▸ **ТЕКСТ ДЛЯ ЧТЕНИЯ**:
Книга откровений. По следам Одолень-травы | страница 10
Однажды удалось мне поднять с постели умирающего молодого мужчину, с ним уже попрощались все родственники, даже был приглашён священник. У меня попросили только облегчить его мучения. А он через месяц поднялся на ноги. Прошло полгода, когда пришла ко мне в трауре, с бутылкой вина и домашними пирогами его жена Галя, сказала просто: «Помянем Серёжу». Рассказала о том, как ещё вечером они долго гуляли в парке, любуясь на тронутые осенней позолотой берёзы. Утром он, как обычно, позавтракал, сел в кресло, поговорил по телефону с другом, а через полчаса уткнулся головой в спинку кресла, примолк, будто задремал. Галя, будто в сердце что-то толкнуло её, подошла к мужу, дотронулась до него и поняла, что он на самом деле уснул навсегда. Прощаясь, Галя сказала: «Вы подарили мне самые счастливые весну и лето. Я не верю в чудеса, но теперь понимаю, какое чудо вы совершили, и с благодарностью буду помнить об этом всю жизнь».

▸ **ИСХОДНЫЕ ДАННЫЕ**:
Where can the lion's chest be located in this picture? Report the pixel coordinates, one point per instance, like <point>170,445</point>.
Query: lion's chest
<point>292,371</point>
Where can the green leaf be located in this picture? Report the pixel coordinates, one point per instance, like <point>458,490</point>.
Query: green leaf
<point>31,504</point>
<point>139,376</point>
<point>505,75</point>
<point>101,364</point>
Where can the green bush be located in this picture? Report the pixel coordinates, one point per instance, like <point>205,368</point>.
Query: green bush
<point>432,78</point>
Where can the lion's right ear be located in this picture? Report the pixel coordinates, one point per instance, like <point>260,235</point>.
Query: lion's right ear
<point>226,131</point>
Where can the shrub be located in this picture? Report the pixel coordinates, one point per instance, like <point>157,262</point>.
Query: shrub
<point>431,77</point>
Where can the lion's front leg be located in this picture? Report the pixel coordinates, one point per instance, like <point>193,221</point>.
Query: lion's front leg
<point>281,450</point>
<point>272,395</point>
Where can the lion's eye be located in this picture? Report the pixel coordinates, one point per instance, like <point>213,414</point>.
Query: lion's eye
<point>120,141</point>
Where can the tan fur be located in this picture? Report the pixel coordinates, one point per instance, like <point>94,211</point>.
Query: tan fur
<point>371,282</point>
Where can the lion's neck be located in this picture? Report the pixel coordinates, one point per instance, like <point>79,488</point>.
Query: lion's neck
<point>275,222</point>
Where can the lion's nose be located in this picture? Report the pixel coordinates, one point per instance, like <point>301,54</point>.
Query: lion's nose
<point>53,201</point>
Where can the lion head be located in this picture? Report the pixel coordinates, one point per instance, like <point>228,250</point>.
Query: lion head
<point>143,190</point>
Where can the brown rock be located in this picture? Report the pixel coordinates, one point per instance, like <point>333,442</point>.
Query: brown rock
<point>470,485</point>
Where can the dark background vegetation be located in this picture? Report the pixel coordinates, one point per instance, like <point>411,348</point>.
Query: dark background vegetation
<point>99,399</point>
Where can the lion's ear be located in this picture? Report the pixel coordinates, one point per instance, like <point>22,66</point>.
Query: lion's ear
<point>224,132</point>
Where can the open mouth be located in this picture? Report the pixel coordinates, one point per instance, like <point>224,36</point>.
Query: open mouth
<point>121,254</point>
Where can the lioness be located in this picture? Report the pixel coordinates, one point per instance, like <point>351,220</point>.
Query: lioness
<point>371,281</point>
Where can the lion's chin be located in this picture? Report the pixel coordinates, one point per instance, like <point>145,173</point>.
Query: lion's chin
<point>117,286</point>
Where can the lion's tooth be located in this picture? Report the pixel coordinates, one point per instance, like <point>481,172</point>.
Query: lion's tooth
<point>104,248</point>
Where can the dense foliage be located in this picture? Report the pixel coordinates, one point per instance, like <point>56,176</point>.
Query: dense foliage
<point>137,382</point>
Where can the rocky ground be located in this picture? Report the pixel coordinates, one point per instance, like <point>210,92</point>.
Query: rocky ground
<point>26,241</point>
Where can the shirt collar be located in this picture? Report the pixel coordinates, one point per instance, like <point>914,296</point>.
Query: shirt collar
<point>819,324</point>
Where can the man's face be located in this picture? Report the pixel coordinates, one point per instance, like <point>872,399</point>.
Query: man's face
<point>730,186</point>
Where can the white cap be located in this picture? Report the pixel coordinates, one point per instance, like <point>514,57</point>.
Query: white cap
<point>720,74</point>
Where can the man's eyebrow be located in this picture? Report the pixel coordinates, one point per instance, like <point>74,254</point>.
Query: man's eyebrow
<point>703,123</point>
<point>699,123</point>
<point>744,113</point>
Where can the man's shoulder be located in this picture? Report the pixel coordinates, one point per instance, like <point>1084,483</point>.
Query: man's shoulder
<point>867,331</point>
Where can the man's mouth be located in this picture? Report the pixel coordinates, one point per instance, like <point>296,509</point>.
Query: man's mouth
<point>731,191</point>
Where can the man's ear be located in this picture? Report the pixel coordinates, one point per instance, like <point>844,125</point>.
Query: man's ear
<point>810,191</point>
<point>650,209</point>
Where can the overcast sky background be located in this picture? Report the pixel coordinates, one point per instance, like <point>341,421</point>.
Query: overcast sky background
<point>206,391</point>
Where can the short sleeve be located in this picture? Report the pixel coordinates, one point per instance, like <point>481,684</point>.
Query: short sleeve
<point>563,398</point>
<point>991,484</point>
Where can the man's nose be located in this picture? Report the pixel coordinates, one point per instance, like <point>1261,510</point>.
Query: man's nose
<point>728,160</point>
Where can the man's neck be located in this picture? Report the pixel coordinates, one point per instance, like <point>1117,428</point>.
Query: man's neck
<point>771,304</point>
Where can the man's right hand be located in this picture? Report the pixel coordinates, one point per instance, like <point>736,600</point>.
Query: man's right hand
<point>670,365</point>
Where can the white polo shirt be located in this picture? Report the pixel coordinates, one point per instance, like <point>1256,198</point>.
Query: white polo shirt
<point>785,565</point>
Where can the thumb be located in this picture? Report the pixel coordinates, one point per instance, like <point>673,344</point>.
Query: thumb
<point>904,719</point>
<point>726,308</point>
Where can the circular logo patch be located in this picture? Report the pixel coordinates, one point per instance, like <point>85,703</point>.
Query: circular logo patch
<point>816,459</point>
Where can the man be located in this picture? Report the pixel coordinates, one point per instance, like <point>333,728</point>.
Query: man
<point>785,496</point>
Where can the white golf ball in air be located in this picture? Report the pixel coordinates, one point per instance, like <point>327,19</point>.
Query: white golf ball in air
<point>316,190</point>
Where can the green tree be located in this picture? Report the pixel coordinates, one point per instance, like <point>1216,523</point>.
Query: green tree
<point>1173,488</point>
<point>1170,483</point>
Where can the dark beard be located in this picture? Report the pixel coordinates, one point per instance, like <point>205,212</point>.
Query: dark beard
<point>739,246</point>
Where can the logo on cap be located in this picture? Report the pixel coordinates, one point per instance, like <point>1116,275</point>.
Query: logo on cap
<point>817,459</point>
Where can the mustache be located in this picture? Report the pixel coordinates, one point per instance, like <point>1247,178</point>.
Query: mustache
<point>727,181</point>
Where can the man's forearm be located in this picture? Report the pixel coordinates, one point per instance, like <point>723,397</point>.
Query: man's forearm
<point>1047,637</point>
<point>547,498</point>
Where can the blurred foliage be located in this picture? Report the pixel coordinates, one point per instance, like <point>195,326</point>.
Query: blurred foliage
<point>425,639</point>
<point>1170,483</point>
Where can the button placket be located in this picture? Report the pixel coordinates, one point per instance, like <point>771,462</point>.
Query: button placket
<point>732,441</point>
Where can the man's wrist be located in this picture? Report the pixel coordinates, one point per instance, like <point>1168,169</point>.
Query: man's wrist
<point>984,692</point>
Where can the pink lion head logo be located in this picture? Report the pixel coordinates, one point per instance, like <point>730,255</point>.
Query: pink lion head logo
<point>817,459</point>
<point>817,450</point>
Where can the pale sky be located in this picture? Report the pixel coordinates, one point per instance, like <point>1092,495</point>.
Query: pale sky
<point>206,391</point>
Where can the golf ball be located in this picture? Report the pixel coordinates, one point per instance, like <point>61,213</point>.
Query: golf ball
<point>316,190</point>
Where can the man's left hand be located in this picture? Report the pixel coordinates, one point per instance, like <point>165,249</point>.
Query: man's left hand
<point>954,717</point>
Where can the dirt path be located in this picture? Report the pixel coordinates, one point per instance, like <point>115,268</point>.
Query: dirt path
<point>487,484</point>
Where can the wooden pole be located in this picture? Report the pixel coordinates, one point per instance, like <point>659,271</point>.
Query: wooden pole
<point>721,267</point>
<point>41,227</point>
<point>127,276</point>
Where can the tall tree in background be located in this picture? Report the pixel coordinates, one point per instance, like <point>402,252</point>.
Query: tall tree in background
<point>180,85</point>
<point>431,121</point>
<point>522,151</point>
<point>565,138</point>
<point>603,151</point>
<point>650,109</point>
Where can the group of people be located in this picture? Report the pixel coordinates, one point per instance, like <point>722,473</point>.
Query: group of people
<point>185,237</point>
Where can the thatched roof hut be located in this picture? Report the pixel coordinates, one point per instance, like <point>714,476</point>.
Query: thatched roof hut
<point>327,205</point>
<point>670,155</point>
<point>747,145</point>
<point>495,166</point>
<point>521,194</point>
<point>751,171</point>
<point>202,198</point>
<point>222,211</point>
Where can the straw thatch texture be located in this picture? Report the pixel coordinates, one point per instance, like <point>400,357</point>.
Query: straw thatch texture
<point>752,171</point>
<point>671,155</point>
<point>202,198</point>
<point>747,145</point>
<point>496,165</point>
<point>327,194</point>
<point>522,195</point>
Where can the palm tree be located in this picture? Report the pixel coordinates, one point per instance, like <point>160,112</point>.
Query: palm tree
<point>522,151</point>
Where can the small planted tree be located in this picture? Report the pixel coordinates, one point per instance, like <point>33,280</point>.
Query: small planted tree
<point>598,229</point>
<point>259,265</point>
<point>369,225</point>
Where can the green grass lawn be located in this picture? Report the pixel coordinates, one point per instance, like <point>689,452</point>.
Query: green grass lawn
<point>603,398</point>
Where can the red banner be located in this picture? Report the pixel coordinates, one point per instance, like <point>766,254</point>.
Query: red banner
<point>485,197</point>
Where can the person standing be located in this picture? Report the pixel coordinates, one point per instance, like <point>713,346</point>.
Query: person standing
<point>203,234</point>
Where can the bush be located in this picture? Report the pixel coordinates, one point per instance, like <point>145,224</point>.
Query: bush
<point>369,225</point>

▸ **ИЗУЧАЕМ МАТЕРИАЛ**:
**A)** Определите, соответствуют ли тексту о Серёже и Гале следующие утверждения: (i) Серёжа поднялся на ноги через месяц; (ii) Галя говорит, что верит в чудеса; (iii) утром Серёжа поговорил по телефону с братом. На каждое утверждение ответьте «да» или «нет» и приведите точную цитату из текста, которая это подтверждает.
**B)** Продолжите текст о Серёже и Гале с того места, где он заканчивается.

▸ **РЕШЁННЫЕ ЗАДАНИЯ**:
**A)**
(i) Да: «А он через месяц поднялся на ноги».
(ii) Нет: «Я не верю в чудеса».
(iii) Нет: «поговорил по телефону с другом».

**B)**
РАСТЕНИЯ ПРОТИВ РАКА
В августе 1995 года позвонил мне утром заведующий эндоскопическим отделением Республиканского онкологического центра Геннадий Грачёв: «Если есть у тебя время, загляни к нам попрощаться с Данилычем, твоим любимым художником. Больше двух недель он не протянет. Мы сделали всё, чтобы спасти его, но у него рак лёгких с обширными метастазами в почки, в печень. Она и прежде была поражена у него циррозом. А теперь опухоль проросла в горло. Едва шёпотом может произнести отдельные слова. Хотел сделать ему трахеотомию, да опасаюсь, выдержит ли он. Поздно. А сегодня утром он прошептал твоё имя. Насколько я понял, хочет попрощаться с тобой».
С замечательным художником Бурзянцевым, одним из самых ярких в республике, я был знаком давно, посещал его выставки, как-то вместе мы выступали перед молодёжью во Дворце культуры «Юбилейный». Но после того как ему ампутировали по колено ногу, я не видел его, обычно неугомонного, не расстающегося с плоской, пропахшей коньяком карманной фляжкой ни в музее, ни на собраниях или в компании общих друзей. Весть о его болезни и близком конце оглушила меня. Я тотчас помчался в больницу.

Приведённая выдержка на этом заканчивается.